## Texto fornecido
8. Ocorre, porém, que, o artigo 1º, nº 4, e o artigo 3º, nº 3, permitem que as SGPS adquiram e detenham participações de montante inferior a 10% do capital com direito de voto da sociedade participada, até ao montante de 30% do valor total das participações iguais ou superiores a 10% do capital social com direito de voto das sociedades participadas, incluídas nos investimentos financeiros constantes do último balanço aprovado.

12. A participação da recorrente na C………… cabia no artigo 3º, nº 3, alínea a), do Decreto-Lei nº 495/88, pois foi detida por mais de um ano, representava menos de 10% do capital social com direito de voto da participada e foi sempre de montante inferior a 30% do valor total das participações iguais a superiores a 10% do capital social com direito de voto das participadas incluídas nos investimentos financeiros constantes do último balanço aprovado da recorrente – o que, aliás, nem a AT nem o tribunal recorrido questionaram.
15. Assim, ainda que se tratasse de uma participação insusceptível de constituir forma indirecta de exercício de atividades económicas, a participação na C………… era e é, aos olhos da lei, uma participação perfeitamente compatível com o objecto social da recorrente, enquanto SGPS.

17. Este preceito (art.º31º, nº 2, do EBF) exige a não ocasionalidade da participação social – traduzida na obrigação de detenção por um ano –, mas não a representação de uma percentagem igual ou superior a 10% do capital social com direito de voto das participadas, de que depende a qualificação da participação como forma indirecta do exercício de atividades económicas.
18. Uma vez que, de acordo com o artigo 31º, nº 2, do EBF, as mais valias realizadas com participações não ocasionais não concorrem para o lucro tributável, a AT não tinha fundamento para corrigir o lucro tributável individualmente declarado da recorrente no montante correspondente às mais valias realizadas com a participação social na C…………
…”.
Defende a recorrente que a sentença recorrida violou o disposto nos art.ºs 1º nº 4 e 3º nº 3, do DL nº 495/88 e, bem assim, no art.º 31º nº 2 do EBF, razão por que deve conceder-se provimento ao recurso, revogando-se a sentença recorrida, com as legais consequências.
Como supra se referiu, o tribunal recorrido julgou improcedente a impugnação deduzida pela aqui recorrente.

## Objetivos
(a) No texto sobre as mais-valias da participação na C…………, durante quanto tempo a recorrente deteve essa participação?
(b) Prossiga o texto sobre as mais-valias da participação na C………… a partir da última frase apresentada.

## Dados recolhidos
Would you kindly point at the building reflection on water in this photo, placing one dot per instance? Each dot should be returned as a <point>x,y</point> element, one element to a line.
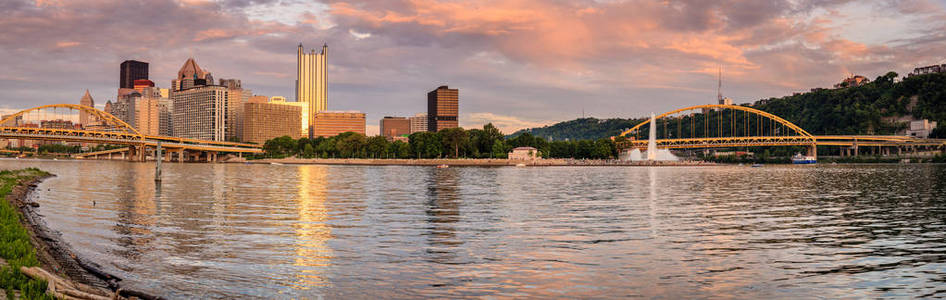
<point>135,212</point>
<point>313,254</point>
<point>443,212</point>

## Respostas escritas
(a) Por mais de um ano.

(b)
Considerou-se na Sentença que as correcções efectuadas pela AT se estribaram “no facto de através da “Carta Compromisso” a A………… ter transferido para o B............. os seus direitos de voto, pelo que, e de acordo com o disposto no n.º 2 do art.º 1.º do D.L. n.º 318/94 de 24/12, a participação na “C.............” não é considerada forma indirecta de exercício da actividade económica da A............., daí que a aquisição e alienação das partes representativas do capital da “C.............” configuram um investimento e ganhos na alienação de participações financeiras fora do objeto social da “A.............”, pelo que as mais-valias realizadas não têm enquadramento no benefício fiscal previstos no atual art.º 32.º do EBF”.
Como também se considerou, a nosso ver correctamente, se os art.ºs 1.º nº 2 e 3.º n.º 3 do D.L. n.º 318/94 de 24/12 dispõem que a participação numa sociedade é considerada uma forma indirecta de exercício da actividade económica desta, quando não tenha carácter ocasional e atinja, pelo menos, 10% do capital com direito de voto da sociedade participada, podendo adquirir e deter acções ou quotas correspondentes a menos de 10% do capital com direito de voto da sociedade participada nos casos elencados no n.º 3 do art.º 3.º, tem de concluir-se que é essencial que a SGPS detenha aquela percentagem do capital com direito de voto, o que no caso não sucedia.
Na verdade, como se referiu, a Impugnante transferiu, mediante a aludida “Carta Compromisso”, para o B………… os seus direitos de voto, sendo que, detendo 2,909% do capital da “C.............”, sem direito de voto, é correcto o entendimento da AT, segundo o qual a participação na “C.............” não pode ser considerada forma indirecta de exercício da actividade económica da A............., representando, a aquisição e alienação das partes do capital da “C.............” um investimento e os ganhos na alienação de participações financeiras fora do objecto social da “A.............”.
A AT fundamentou a sua posição nos elementos documentais apresentados pela Impugnante, como sejam os acordos celebrados com o B………… (“Carta Compromisso”), na transferência para este, dos seus direitos de voto, tendo concluído, correctamente, que ao ter transferido tais direitos de voto, a sua participação na “C.............” não pode ser considerada forma indirecta de exercício da sua actividade económica e a aquisição e alienação das partes representativas do capital da “C.............” configuram um investimento, estando os ganhos na alienação de participações financeiras fora do seu objecto social (cf. art.º 1.º n.º 2 do D.L. n.º 318/94); as mais-valias realizadas não têm, assim, enquadramento, no benefício fiscal previsto no art.º 32.º do EBF.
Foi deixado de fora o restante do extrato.